* [Work request] In the records below, some lines hold the word "jacket". Copy each of those lines.

______________________________

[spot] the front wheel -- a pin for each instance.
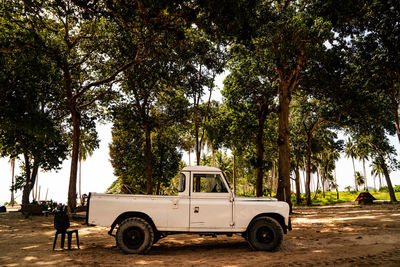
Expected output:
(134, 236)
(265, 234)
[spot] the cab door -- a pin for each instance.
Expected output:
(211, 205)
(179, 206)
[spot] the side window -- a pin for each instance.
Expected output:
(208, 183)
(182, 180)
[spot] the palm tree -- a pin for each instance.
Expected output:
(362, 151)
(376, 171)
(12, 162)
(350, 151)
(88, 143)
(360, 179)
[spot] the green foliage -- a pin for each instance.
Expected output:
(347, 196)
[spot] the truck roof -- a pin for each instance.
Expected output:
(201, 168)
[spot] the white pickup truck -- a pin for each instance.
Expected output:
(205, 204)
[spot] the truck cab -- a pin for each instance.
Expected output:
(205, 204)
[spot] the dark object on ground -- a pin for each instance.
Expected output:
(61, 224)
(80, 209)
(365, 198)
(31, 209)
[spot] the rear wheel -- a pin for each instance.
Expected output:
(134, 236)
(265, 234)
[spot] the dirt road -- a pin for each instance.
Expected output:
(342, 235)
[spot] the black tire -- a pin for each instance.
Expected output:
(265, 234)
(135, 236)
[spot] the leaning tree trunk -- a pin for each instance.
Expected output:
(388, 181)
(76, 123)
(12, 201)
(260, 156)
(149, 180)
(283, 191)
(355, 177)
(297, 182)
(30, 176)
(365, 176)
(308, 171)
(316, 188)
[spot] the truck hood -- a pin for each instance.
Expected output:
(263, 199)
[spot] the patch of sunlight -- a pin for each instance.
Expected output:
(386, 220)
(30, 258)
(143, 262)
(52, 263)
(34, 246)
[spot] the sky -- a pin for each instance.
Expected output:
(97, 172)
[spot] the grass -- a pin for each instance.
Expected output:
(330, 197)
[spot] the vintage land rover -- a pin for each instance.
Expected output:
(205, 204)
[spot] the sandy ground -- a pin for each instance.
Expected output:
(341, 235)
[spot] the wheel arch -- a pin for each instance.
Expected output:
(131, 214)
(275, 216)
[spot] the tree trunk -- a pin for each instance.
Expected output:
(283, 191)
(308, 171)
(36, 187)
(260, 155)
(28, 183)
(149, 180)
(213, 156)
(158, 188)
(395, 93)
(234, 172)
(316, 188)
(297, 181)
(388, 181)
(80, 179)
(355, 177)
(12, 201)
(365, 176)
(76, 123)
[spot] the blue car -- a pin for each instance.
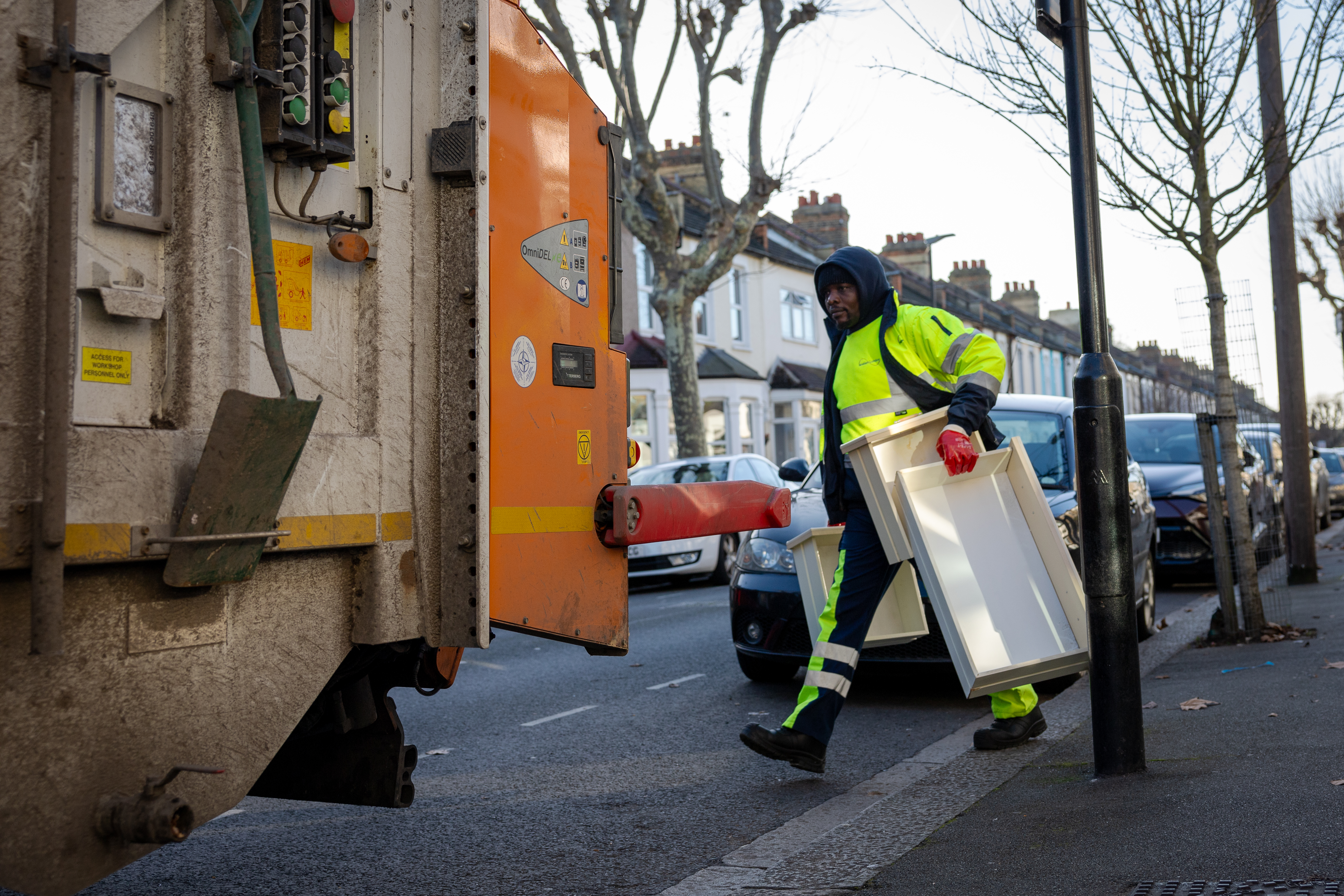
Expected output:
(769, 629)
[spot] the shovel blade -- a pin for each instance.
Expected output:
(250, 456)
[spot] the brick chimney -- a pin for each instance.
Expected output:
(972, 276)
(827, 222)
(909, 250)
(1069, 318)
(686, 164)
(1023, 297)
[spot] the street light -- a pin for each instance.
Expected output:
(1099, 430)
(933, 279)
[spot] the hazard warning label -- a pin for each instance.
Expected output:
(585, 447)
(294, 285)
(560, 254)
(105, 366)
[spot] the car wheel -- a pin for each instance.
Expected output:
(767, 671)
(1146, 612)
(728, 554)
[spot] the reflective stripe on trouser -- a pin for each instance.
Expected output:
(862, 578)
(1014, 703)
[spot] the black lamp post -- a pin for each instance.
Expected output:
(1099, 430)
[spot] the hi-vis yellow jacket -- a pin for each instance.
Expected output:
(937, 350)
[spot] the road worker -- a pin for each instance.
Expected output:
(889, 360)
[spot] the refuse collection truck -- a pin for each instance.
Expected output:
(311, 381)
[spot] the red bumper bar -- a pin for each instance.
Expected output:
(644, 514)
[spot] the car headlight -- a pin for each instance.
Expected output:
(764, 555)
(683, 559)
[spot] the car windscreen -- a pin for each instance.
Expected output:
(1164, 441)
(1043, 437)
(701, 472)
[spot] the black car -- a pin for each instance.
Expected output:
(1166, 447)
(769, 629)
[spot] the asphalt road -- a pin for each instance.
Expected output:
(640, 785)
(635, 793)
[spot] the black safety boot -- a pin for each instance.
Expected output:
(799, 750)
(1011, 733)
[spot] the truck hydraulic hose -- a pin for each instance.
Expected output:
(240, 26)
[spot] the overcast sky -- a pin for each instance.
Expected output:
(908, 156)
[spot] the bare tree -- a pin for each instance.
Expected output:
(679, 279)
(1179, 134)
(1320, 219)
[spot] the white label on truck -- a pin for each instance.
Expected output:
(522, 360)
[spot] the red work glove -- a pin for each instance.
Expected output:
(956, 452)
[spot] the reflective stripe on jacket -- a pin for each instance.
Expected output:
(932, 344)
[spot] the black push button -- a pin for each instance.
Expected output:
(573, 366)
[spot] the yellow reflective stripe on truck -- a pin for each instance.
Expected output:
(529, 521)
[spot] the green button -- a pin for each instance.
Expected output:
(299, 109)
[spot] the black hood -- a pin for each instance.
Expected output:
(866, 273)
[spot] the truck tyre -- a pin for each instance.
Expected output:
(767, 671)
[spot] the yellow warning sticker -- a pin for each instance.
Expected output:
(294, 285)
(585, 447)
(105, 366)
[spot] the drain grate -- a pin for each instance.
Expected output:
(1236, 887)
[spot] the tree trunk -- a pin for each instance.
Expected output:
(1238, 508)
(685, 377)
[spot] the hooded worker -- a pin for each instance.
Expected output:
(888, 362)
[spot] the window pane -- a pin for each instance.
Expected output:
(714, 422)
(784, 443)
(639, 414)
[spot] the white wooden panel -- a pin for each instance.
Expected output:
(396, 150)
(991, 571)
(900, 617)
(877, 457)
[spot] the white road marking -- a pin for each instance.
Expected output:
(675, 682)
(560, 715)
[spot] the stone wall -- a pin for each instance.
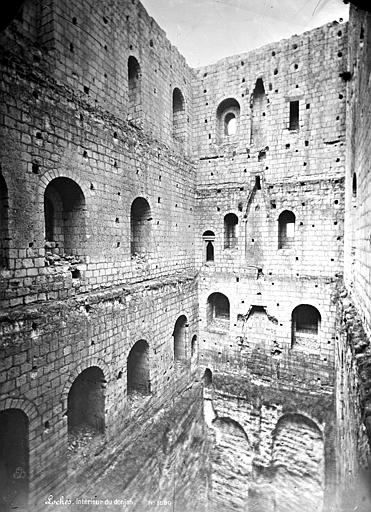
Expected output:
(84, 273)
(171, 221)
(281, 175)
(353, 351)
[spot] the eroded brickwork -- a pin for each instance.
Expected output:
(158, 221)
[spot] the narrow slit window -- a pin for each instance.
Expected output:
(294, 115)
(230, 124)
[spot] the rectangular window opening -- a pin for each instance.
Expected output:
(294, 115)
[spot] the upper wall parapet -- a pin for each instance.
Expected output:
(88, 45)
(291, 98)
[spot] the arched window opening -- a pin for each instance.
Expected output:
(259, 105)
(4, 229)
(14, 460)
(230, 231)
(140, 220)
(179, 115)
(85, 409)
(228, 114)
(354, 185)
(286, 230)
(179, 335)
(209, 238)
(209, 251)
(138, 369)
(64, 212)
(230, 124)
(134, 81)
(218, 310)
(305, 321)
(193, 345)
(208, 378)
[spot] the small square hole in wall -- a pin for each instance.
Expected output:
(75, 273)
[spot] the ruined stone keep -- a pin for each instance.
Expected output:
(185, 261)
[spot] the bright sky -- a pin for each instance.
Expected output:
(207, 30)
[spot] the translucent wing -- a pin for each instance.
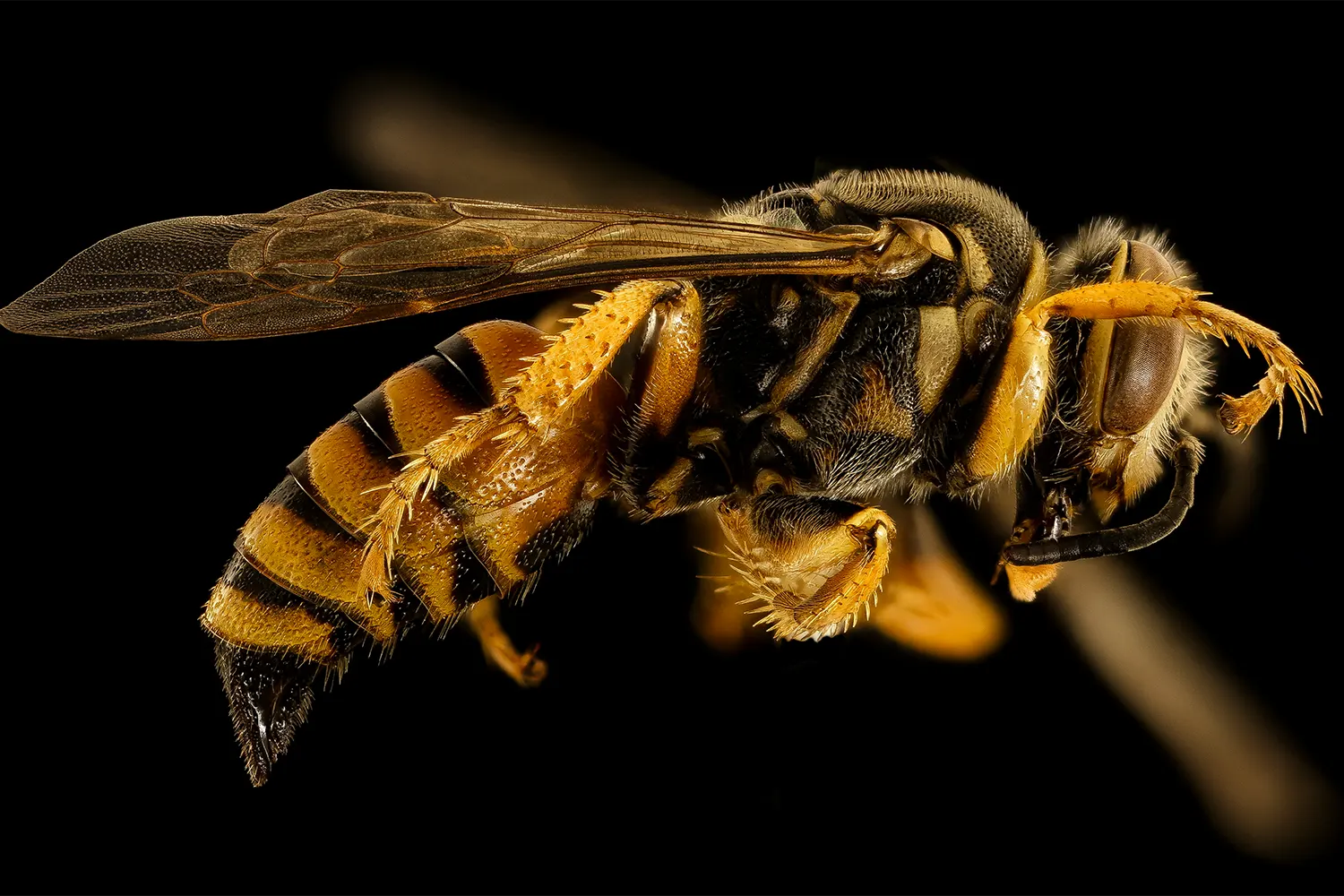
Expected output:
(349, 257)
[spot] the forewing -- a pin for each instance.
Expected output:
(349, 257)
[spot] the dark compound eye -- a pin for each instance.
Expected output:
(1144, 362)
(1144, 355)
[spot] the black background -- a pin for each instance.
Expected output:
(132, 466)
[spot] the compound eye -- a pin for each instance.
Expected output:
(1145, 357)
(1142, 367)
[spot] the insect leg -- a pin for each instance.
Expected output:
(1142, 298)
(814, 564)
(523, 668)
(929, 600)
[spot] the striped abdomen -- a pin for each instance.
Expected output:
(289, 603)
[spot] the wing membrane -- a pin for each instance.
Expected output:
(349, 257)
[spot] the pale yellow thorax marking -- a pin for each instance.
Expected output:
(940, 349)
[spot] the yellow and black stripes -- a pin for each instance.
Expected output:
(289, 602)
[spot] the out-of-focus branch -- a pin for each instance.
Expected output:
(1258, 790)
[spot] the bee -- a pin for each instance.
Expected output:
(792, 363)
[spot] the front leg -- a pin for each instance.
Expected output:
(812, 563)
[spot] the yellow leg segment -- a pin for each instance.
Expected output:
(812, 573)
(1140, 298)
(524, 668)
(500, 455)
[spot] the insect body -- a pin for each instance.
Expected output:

______________________________

* [Response]
[spot] the hi-vis yellow jacket -- a pin for each instance.
[spot] the reflective stripe on jacket -- a pin for each instance.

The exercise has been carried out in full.